Our choice of design acknowledges that for participants, the decision to self-promote and donate may be interdependent. Delinking this interdependence via a sequential design (where a participant makes the donation decision first followed by a self-promotion decision) can pose constraints in terms of what information the participant has about self-promotion (the second decision) when the donation decision (the first decision) is being made. Making the donation and self-promotion decisions simultaneous ensures that no such informational constraints are imposed on the donation decision. As a robustness exercise, in Section 4.3 and Appendix A3, we discuss and test an alternative version of the design where the details of the self-promotion message are disclosed after the donation decision is made.
It is important to highlight the key features of the design. First, our study is based on an experiment consisting of laboratory and field components. Since we want to have control over the intrinsic costs of self-promotion, we need to ensure that (i) the language of the messages is controlled and (ii) the recipients of the messages are individuals the participants know. Using Facebook (the field component) allows us to achieve these objectives in a non-artificial way.Footnote 5 Second, the communication of the donation matching in one of the self-promotion messages allows us to credibly vary the intrinsic cost of self-promotion across treatments (mechanism discussed in detail in Section 2.2.). Third, given the possibility of donation matching, it is important to provide participants with an avenue through which they can acquire matching without self-promoting. Not having such an option would lead to a confound between self-promotion choice and the effect of donation matching (stemming from efficiency concerns). We achieve this by allowing subjects to send a private message to receive a donation matching. Finally, the design focuses on behaviour in the prosocial domain – that is, subjects can self-promote their prosocial behaviour.
2.2. Treatments
In our BL treatment, participants are given the option to self-promote using a predesigned message that does not allow them to justify breaking the modesty norm. Any gender gap driven by modesty concerns in this treatment would represent an upper bound since the predesigned message used is quite boastful.
We define modesty by adopting a behavioural account, which describes modesty as a careful avoidance of bragging (Driver, Reference Driver1989). Based on this definition, self-promotion (the immodest action) requires a relevant audience to which a personal quality, accomplishment, or in our case a good deed is made visible. In our MO treatment, we aim to reduce the intrinsic costs associated with self-promotion by modifying the BL messages to provide a social image justification for self-promotion (via a reduction in modesty concerns). The BL and MO messages are presented below. Using a separate survey, we find supporting evidence that the message in the MO treatment is indeed perceived as more modest than the BL message. The results of this survey are discussed in Section 4.1.
§ §
Set exercise 1
List every line in the rows that contains the string "asphalt".
These rows have no connection to the self-promotion excerpt.

Entries drawn from a collection
§ §
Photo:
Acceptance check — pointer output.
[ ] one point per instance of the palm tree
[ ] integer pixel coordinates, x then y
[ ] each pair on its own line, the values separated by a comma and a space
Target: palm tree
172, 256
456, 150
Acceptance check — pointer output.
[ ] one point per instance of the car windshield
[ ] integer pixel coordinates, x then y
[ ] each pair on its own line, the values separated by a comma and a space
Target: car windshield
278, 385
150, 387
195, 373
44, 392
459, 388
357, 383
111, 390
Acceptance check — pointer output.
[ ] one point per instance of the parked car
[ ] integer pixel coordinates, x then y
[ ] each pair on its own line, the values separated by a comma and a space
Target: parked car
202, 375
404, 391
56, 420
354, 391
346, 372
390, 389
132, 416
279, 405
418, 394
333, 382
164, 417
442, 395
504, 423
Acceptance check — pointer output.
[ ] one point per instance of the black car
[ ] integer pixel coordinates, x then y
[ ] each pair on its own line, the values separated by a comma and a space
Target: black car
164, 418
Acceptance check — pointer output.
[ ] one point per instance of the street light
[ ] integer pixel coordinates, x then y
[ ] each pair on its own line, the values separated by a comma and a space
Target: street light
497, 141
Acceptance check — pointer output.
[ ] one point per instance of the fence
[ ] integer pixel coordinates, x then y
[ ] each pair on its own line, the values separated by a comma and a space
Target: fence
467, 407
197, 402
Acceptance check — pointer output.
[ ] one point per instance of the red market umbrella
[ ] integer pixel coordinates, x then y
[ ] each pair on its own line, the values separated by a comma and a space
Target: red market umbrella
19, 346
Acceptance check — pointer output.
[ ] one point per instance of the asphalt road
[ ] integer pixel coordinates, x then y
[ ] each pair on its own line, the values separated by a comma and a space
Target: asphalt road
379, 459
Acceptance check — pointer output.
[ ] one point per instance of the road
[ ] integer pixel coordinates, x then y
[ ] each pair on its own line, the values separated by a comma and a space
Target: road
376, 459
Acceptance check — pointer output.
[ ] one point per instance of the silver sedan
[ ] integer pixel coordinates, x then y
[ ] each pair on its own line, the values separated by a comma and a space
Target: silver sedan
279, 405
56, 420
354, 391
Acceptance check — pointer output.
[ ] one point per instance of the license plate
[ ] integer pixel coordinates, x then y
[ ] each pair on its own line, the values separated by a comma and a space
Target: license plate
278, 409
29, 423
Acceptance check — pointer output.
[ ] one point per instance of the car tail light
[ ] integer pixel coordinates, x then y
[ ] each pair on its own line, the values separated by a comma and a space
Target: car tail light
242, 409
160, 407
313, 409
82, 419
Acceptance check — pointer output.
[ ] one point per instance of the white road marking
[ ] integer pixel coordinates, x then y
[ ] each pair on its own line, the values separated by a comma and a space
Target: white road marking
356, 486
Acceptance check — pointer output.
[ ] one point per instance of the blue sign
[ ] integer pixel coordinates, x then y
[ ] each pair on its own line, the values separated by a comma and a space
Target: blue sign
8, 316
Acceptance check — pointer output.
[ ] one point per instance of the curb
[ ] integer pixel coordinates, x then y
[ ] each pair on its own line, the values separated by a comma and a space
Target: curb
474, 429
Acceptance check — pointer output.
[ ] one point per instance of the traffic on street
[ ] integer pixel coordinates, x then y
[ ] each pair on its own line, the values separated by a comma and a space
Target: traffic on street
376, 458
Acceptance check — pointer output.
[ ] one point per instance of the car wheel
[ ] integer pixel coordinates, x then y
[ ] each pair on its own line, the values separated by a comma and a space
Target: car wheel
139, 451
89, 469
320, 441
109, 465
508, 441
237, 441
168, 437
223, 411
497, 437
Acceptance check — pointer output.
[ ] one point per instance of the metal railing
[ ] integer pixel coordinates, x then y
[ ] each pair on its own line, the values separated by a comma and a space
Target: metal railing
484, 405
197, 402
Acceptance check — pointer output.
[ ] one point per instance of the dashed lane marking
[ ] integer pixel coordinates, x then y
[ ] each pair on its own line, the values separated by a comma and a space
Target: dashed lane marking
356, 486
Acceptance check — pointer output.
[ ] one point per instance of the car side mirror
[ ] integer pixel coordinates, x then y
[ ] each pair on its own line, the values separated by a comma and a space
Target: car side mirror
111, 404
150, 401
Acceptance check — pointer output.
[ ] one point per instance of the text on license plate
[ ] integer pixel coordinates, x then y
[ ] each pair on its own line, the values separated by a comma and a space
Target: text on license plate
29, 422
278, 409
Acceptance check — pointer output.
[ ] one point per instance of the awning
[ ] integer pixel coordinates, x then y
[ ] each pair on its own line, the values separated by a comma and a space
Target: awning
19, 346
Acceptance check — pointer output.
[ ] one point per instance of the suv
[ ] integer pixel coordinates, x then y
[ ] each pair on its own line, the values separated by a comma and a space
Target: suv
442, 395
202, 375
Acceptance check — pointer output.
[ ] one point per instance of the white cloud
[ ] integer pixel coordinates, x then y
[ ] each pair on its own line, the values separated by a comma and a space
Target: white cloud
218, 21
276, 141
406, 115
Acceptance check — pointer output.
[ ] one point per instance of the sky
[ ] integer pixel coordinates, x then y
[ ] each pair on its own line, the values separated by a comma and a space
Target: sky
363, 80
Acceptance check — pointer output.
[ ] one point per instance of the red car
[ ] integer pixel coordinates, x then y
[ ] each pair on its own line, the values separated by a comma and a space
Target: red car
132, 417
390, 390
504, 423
§ §
Set exercise 2
Answer these questions using the self-promotion excerpt:
(a) What platform provides the field component of the experiment?
(b) How can subjects receive a donation matching without self-promoting?
(c) Whose behavioral account does the excerpt adopt to define modesty?

Worked solution 1
[ ] one point per instance of the asphalt road
Target: asphalt road

Worked solution 2
(a) Facebook.
(b) By sending a private message.
(c) Driver's (1989), which describes modesty as a careful avoidance of bragging.